**TASK BRIEF**.
Please lay out the rows below as a numbered list, from their first line through the line with "[341, 363, 474, 514]", both ends included. Leave out blank lines.

**SOURCE RECORDS**.
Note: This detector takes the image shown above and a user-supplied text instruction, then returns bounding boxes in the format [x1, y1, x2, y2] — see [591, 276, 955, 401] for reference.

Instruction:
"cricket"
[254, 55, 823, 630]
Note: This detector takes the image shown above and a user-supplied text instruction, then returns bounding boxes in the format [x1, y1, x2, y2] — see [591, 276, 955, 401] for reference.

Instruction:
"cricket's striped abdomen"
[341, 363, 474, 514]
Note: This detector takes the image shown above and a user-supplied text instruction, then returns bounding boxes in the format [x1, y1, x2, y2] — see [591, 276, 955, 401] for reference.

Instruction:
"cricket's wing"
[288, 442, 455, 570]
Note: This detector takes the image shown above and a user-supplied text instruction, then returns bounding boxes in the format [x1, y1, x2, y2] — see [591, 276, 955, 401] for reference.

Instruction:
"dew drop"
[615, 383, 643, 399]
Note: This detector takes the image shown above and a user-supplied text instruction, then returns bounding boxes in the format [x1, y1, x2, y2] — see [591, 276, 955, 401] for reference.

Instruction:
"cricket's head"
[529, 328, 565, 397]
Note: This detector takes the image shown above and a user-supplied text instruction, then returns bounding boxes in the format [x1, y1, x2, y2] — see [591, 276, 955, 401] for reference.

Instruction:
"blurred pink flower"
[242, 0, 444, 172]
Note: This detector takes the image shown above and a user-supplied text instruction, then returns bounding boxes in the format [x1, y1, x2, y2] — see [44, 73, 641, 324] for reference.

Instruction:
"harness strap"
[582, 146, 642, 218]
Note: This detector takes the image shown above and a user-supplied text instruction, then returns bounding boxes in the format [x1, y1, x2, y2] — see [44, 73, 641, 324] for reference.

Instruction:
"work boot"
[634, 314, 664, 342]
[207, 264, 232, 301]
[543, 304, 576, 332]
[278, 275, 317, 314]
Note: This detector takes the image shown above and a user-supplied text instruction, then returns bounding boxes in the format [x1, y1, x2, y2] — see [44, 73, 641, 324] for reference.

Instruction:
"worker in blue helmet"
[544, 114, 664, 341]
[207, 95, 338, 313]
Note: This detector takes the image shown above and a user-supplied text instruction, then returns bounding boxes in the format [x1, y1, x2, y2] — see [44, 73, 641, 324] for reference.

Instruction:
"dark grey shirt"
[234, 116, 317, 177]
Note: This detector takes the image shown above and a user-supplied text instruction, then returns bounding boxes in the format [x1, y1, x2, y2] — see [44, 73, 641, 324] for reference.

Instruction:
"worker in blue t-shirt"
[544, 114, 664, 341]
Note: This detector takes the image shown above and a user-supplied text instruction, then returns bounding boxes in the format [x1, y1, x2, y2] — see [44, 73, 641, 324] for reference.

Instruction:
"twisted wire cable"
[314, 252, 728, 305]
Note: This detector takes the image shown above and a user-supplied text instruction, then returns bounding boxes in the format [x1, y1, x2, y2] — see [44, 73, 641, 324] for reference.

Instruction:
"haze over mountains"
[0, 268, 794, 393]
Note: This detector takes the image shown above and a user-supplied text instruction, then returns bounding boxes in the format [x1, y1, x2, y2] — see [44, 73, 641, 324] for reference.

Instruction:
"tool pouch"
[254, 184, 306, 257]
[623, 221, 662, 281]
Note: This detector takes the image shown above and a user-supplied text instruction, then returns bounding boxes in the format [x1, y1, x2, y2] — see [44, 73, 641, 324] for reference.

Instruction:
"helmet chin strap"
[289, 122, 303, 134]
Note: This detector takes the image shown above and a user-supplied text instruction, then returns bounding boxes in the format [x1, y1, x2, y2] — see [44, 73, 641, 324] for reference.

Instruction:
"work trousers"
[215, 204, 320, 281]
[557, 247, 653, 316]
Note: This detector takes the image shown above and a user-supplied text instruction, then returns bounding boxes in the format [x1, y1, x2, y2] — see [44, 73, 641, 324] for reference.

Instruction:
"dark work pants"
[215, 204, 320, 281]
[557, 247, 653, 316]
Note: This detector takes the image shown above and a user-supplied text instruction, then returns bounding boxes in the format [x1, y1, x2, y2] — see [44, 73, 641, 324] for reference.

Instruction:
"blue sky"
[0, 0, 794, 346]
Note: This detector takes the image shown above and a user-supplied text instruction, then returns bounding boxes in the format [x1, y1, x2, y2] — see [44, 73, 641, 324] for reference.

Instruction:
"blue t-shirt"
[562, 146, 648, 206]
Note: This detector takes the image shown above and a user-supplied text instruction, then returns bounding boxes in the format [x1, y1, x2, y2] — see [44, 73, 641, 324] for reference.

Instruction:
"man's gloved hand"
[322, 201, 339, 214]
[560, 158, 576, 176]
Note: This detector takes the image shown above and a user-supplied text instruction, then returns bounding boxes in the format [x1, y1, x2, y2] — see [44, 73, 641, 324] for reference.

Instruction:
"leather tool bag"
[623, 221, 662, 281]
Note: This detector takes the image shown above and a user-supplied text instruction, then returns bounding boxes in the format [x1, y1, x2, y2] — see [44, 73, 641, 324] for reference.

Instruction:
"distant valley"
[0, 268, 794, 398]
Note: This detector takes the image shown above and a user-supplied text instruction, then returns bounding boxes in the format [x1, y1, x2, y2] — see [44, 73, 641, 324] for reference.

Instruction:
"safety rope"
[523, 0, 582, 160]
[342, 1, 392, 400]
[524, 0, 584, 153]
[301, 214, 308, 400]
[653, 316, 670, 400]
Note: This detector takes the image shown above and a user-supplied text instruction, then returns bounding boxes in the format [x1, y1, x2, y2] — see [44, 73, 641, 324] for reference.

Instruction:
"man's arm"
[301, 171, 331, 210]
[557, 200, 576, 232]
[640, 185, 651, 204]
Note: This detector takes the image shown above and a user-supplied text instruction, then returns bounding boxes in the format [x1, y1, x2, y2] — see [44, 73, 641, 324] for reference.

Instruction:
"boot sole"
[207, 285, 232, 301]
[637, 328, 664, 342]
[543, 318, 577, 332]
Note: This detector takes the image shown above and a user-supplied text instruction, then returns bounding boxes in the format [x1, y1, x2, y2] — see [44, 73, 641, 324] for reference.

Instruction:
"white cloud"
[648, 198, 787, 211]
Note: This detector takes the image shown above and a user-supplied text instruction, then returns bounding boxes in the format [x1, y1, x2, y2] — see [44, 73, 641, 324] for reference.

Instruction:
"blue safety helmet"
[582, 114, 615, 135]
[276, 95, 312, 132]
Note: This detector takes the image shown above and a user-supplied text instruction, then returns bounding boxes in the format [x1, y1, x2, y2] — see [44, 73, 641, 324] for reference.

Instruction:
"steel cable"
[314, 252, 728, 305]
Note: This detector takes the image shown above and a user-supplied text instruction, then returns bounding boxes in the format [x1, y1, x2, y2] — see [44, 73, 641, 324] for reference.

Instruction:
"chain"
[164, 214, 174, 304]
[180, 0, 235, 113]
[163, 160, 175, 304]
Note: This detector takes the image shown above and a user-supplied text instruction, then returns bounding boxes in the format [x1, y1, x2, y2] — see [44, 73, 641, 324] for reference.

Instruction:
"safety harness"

**TASK OUTPUT**.
1. Note: This detector takes the image shown above and a user-supplied text instruction, then returns bounding boxes in the format [x1, y1, x2, y2] — see [591, 276, 955, 401] for reference.
2. Instruction:
3. "cricket"
4. [254, 55, 823, 630]
5. Note: This detector takes the image shown above and a user-supplied text instruction, then returns bounding boxes in the format [x1, y1, x2, y2] — see [591, 276, 955, 401] for reference.
6. Instruction:
7. "cricket's striped abdomen"
8. [341, 363, 474, 514]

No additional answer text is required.